• **Task item**
Below are records; transcribe only the line with "point: fire truck" and those after it, through the last line, without any change.

• **Record extracts**
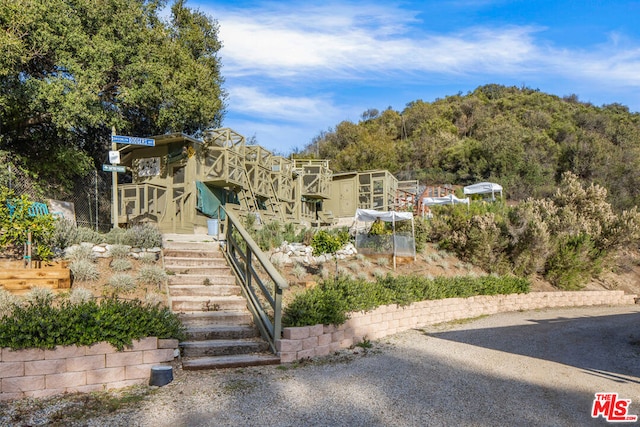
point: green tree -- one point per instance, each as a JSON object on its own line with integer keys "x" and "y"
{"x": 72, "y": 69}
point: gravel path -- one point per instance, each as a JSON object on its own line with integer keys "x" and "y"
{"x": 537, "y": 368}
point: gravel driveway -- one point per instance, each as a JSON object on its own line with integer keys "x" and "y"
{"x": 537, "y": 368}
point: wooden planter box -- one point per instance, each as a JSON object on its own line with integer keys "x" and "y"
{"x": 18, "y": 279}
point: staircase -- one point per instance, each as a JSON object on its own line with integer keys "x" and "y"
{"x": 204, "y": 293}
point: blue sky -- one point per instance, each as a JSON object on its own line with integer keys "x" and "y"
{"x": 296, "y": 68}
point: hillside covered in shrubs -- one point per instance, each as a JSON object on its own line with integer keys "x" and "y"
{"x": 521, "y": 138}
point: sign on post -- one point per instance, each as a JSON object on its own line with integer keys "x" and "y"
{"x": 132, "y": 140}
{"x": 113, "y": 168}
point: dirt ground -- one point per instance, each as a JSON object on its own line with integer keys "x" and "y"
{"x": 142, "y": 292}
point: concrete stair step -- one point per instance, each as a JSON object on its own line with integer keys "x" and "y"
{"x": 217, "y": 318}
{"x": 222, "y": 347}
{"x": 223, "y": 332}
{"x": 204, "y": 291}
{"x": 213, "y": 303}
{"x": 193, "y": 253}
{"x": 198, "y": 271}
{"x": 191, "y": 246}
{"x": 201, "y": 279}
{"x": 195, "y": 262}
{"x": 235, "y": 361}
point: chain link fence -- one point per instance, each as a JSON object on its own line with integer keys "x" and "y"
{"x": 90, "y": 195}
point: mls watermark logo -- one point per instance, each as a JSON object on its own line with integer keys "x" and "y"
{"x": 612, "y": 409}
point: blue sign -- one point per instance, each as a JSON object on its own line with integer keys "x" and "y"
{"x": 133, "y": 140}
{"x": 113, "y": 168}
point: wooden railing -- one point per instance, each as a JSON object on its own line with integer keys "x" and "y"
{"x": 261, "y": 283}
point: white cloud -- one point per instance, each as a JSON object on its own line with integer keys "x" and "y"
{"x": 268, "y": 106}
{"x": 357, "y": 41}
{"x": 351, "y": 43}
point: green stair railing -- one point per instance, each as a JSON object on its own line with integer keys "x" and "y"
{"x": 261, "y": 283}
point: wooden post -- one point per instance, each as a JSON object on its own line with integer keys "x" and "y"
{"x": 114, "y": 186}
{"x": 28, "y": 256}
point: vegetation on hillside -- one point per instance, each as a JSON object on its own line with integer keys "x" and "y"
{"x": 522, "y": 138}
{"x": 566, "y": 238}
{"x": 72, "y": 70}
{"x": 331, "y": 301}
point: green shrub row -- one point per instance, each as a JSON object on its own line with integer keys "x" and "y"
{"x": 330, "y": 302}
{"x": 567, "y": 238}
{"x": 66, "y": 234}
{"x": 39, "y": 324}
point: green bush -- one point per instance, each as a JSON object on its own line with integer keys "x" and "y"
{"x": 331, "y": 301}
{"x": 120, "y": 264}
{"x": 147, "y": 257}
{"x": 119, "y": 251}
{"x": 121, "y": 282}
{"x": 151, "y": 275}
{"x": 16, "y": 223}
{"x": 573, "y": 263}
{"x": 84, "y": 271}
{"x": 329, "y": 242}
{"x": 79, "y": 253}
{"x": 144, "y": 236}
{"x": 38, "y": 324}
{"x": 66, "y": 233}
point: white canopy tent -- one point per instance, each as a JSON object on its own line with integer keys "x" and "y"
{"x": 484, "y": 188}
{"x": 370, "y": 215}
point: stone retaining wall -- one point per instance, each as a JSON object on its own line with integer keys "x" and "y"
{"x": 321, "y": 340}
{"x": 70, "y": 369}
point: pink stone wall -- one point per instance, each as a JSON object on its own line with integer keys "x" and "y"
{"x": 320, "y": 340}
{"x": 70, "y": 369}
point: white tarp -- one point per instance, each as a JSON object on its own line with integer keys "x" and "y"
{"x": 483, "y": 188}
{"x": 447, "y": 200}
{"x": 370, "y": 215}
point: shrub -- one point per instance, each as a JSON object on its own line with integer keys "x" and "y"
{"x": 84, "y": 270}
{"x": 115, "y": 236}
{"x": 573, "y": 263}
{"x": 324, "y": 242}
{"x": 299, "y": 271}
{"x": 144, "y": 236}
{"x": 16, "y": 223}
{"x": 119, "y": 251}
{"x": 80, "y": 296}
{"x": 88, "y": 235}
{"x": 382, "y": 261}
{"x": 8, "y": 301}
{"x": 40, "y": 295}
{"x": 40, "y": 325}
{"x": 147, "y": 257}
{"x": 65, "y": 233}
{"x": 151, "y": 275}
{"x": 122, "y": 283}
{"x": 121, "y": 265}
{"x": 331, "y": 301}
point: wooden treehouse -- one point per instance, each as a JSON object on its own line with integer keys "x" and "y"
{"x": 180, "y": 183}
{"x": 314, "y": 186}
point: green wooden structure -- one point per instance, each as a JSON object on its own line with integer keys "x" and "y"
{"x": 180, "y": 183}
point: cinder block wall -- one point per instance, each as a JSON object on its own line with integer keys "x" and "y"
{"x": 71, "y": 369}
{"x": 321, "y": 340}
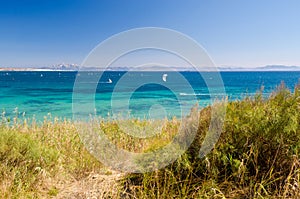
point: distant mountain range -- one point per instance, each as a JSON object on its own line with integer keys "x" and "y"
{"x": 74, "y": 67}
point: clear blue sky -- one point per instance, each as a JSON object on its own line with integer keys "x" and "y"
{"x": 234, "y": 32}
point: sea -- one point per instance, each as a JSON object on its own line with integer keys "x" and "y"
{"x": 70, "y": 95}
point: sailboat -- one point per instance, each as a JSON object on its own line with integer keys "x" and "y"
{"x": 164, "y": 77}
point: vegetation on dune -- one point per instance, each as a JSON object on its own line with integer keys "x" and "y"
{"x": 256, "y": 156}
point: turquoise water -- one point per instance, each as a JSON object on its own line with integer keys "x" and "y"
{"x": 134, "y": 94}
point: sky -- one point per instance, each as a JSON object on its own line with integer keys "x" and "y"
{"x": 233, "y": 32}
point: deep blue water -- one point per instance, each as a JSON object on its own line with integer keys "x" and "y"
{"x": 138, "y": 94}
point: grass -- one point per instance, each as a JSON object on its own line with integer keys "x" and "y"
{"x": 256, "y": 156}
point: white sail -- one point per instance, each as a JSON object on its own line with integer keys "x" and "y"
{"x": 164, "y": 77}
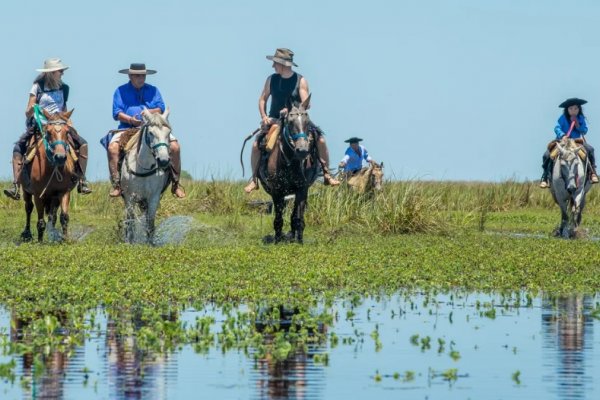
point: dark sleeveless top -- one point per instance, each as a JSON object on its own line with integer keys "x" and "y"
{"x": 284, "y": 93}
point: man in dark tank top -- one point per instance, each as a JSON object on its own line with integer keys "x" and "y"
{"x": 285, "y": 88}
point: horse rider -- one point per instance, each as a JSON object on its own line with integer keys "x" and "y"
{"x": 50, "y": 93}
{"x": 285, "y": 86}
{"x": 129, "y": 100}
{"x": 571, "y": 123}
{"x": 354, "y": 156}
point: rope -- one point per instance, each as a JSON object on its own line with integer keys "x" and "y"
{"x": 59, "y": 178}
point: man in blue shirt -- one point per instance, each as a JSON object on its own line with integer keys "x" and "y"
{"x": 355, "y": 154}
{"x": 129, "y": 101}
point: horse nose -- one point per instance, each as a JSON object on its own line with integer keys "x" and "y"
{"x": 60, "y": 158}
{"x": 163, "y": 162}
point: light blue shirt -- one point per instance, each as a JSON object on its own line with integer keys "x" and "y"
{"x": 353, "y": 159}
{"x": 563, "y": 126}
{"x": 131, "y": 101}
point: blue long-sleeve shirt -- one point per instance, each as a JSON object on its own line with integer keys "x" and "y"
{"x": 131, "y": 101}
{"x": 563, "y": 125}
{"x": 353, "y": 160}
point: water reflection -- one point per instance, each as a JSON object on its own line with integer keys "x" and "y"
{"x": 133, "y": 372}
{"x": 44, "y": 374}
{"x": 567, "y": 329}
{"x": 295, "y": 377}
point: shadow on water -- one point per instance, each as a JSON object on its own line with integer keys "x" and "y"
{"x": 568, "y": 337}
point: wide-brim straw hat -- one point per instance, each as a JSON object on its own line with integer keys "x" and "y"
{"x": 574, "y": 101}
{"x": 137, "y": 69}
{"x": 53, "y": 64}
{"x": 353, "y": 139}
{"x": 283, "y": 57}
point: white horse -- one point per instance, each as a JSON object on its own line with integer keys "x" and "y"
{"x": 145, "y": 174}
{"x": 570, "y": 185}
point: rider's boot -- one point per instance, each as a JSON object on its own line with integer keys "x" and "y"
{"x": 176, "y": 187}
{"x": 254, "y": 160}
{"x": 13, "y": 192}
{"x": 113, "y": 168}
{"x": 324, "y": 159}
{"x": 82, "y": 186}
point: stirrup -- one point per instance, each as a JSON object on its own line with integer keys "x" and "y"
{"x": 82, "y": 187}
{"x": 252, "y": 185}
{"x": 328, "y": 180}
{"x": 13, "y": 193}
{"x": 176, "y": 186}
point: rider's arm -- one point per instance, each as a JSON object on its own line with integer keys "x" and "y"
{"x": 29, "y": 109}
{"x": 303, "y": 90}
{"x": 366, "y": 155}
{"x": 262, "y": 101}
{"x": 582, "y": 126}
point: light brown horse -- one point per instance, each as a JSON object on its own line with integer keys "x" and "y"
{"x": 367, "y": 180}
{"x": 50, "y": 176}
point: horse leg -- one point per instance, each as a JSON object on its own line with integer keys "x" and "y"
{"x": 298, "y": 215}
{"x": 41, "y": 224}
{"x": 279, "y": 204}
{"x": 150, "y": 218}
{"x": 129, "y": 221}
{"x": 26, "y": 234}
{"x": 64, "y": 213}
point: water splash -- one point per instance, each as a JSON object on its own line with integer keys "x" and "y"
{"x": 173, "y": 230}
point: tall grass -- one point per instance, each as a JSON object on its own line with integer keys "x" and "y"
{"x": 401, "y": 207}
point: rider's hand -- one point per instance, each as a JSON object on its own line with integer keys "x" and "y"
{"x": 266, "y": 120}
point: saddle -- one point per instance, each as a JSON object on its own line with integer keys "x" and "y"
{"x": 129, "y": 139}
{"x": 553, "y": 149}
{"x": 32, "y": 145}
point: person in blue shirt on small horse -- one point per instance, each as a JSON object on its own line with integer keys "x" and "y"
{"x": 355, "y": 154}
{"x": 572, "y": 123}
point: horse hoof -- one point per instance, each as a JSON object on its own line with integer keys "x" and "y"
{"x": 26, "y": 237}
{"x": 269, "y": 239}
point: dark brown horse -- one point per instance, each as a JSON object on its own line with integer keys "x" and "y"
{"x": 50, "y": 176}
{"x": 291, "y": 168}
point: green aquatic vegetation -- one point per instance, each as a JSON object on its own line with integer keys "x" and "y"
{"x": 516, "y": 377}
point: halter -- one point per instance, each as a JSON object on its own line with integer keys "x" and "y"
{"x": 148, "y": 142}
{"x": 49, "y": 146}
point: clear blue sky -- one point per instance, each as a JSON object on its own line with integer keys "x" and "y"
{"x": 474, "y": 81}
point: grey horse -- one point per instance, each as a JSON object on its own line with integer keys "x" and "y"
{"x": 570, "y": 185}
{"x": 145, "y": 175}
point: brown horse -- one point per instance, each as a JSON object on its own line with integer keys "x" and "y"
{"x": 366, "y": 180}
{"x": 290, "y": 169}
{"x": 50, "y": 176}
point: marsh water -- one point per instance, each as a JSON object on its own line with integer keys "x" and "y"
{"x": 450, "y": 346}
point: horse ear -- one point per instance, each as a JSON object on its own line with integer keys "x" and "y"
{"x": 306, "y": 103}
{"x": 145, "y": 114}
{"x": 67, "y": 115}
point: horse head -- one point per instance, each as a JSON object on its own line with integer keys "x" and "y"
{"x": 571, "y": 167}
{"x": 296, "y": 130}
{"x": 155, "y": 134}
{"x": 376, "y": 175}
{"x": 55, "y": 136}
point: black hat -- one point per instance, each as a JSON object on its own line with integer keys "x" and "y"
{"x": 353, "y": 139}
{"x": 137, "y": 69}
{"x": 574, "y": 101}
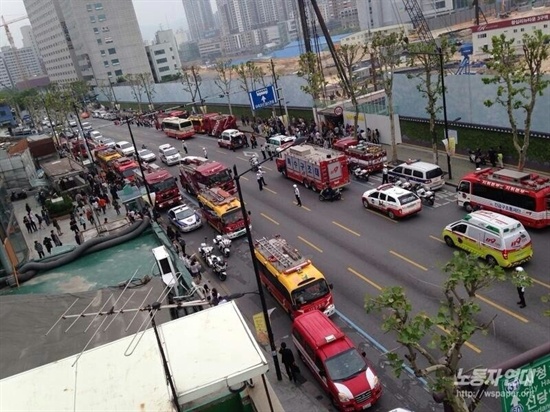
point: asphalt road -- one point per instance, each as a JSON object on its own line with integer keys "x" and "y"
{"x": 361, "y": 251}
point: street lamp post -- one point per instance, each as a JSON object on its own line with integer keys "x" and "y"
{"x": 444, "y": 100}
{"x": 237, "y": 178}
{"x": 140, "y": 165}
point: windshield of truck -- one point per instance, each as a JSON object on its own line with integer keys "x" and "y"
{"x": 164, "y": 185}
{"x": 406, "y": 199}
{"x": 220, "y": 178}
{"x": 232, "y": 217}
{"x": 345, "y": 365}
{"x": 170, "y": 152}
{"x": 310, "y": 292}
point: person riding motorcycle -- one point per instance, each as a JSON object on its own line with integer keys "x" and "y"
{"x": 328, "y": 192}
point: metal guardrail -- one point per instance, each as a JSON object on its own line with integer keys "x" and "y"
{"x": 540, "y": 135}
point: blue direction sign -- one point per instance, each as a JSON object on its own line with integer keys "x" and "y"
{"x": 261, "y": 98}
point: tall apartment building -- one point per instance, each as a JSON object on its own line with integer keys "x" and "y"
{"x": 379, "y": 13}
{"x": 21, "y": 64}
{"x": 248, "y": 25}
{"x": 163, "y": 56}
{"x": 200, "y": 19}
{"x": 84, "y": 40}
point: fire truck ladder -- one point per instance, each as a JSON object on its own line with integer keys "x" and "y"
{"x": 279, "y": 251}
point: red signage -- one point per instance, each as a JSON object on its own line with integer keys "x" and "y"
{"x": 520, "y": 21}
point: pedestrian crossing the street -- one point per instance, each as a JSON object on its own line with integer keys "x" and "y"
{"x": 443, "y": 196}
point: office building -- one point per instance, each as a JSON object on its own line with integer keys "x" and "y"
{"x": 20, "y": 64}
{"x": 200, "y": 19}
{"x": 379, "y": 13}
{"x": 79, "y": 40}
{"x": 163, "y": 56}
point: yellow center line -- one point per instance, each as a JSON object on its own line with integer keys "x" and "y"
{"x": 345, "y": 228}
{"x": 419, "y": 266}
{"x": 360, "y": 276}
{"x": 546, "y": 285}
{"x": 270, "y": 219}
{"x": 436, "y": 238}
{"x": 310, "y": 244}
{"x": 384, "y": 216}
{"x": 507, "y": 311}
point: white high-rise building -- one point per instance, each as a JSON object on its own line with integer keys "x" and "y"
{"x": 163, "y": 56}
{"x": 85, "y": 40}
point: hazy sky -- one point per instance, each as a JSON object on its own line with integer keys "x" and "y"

• **Exercise result**
point: fire truck ladder -- one point per instance, each as a JSON object on its own line with integer keys "x" and "y"
{"x": 279, "y": 251}
point: red signage -- one point per instance, each as a JSON object on its own line with integer keys "x" and "y"
{"x": 520, "y": 21}
point: pedestrian crossing the street -- one point per instance, each as a JSON object on its own line with integer keys "x" and "y"
{"x": 443, "y": 196}
point: office building -- one point per instance, each as a JSON object on its own line with integer keys "x" and "y"
{"x": 20, "y": 64}
{"x": 200, "y": 19}
{"x": 379, "y": 13}
{"x": 79, "y": 40}
{"x": 163, "y": 56}
point: yellow center line -- one point per instance, each as a JSON object on its own line with integer keys "x" and "y"
{"x": 345, "y": 228}
{"x": 419, "y": 266}
{"x": 360, "y": 276}
{"x": 546, "y": 285}
{"x": 270, "y": 219}
{"x": 436, "y": 238}
{"x": 310, "y": 244}
{"x": 384, "y": 216}
{"x": 507, "y": 311}
point: white high-rise building -- one point per instance, each as a JSON object on its own line with integer keys "x" and "y"
{"x": 163, "y": 56}
{"x": 85, "y": 40}
point: hazy sky -- one point per instance, each as a JSON object on its own line with integer keys "x" and "y"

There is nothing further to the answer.